**Supplied passage:**
Purchasing a Horse Series: An Overview of the Entire Process

Purchasing a Horse Series: An Overview of the Entire Process

Purchasing a Horse Series: An Overview of the Entire Process

Purchasing a horse is a massive responsibility. There's so much that goes into it, other than saddling up and riding whenever you want (though this is admittedly a major perk). You'll spend far more time caring for your horse than you will in the saddle, but the rewards of horse ownership are immeasurable.

This series of articles will explore horse ownership. Today, we're taking an overview of where to kick off your journey all the way through to finalizing the deal. If you're unfamiliar with the process, or you need a few reminders, this is a great place to start!

Ownership Responsibilities

There are many nuances of owning a horse. It's impossible to list everything you might encounter along the way, but it always involves financial and time commitments. It's essential to evaluate your budget and how much time you can realistically dedicate to the care of your new horse.  

Horses that receive regular attention tend to have better attitudes and manners. This includes feeding, grooming, exercising, and veterinary care. Consistent riding and interaction contribute to a more obedient and well-behaved horse.

Consider the ongoing expenses of horse ownership, including feed, boarding or stabling costs, farrier services, veterinary care, and equipment. The cost can vary widely depending on your location and the level of care your horse requires, but it's vital to be prepared.

[Excerpts of location labeling data]
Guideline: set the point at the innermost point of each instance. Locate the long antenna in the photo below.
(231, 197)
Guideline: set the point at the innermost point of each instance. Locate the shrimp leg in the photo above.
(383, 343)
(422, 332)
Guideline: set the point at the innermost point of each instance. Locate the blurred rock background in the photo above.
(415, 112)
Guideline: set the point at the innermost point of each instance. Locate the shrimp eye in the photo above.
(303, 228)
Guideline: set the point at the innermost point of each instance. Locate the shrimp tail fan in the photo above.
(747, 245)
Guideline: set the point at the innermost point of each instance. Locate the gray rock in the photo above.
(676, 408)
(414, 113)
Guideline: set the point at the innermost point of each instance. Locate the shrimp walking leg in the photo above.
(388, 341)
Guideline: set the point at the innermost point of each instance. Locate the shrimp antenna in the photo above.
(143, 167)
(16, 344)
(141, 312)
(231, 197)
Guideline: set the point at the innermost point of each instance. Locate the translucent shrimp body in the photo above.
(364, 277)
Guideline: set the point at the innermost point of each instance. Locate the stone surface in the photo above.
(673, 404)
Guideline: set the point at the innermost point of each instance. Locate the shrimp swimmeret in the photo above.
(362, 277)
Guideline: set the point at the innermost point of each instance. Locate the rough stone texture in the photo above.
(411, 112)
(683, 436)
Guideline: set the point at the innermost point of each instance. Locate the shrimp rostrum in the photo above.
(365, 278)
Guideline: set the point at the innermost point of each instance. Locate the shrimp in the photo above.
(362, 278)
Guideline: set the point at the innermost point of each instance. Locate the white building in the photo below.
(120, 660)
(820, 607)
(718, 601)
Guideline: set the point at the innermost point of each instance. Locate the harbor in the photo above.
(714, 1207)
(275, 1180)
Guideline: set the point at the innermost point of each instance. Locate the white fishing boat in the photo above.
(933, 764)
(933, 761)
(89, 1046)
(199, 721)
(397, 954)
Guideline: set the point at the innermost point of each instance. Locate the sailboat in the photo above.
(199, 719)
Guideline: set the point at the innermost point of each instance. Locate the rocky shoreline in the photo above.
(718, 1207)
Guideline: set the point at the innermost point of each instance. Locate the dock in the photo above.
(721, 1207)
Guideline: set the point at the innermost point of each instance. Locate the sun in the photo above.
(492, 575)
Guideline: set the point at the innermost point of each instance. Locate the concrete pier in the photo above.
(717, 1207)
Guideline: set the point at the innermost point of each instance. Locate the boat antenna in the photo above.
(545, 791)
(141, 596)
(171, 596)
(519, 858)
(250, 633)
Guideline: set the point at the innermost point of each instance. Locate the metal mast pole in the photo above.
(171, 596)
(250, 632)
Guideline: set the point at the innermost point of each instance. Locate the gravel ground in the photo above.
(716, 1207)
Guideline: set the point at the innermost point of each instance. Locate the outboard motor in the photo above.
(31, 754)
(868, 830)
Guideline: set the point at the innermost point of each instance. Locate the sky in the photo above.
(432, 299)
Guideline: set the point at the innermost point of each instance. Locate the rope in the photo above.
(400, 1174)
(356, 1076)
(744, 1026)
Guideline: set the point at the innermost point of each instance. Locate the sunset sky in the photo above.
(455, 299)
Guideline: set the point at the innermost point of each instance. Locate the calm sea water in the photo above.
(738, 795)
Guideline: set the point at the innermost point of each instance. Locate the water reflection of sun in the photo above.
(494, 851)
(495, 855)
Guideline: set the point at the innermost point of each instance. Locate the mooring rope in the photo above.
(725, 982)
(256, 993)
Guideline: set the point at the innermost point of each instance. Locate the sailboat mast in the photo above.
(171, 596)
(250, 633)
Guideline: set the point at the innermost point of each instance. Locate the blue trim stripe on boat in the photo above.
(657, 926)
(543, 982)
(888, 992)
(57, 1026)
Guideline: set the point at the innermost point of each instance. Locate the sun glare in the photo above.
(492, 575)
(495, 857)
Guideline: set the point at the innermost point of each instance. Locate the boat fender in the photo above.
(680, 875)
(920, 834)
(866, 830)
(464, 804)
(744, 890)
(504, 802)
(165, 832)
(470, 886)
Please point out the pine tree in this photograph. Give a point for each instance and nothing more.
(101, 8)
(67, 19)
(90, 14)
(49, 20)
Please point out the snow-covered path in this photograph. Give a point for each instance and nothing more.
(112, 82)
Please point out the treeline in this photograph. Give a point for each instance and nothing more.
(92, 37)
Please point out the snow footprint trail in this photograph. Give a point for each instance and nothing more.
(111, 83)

**Complete the following:**
a: Summarize the horse-purchasing overview in two sentences.
b: Decide whether each statement agrees with the horse-purchasing overview, answering yes or no and quoting the words that settle it: (i) Owners spend more time riding their horse than caring for it. (ii) Horses that get regular attention tend to have better attitudes and manners. (iii) The cost of owning a horse is about the same wherever you live.
c: Quote the horse-purchasing overview from "Purchasing a horse is" to "your new horse.".

**Full solutions:**
a: Purchasing a horse is a massive responsibility that always involves financial and time commitments, so a buyer should evaluate their budget and how much time they can realistically give to the horse's care. Horses that receive regular attention tend to have better attitudes and manners, and ongoing expenses such as feed, boarding, farrier services, veterinary care, and equipment vary widely with location and the level of care required.

b:
(i) No: "You'll spend far more time caring for your horse than you will in the saddle"
(ii) Yes: "Horses that receive regular attention tend to have better attitudes and manners."
(iii) No: "The cost can vary widely depending on your location and the level of care your horse requires"

c:
Purchasing a horse is a massive responsibility. There's so much that goes into it, other than saddling up and riding whenever you want (though this is admittedly a major perk). You'll spend far more time caring for your horse than you will in the saddle, but the rewards of horse ownership are immeasurable.

This series of articles will explore horse ownership. Today, we're taking an overview of where to kick off your journey all the way through to finalizing the deal. If you're unfamiliar with the process, or you need a few reminders, this is a great place to start!

Ownership Responsibilities

There are many nuances of owning a horse. It's impossible to list everything you might encounter along the way, but it always involves financial and time commitments. It's essential to evaluate your budget and how much time you can realistically dedicate to the care of your new horse.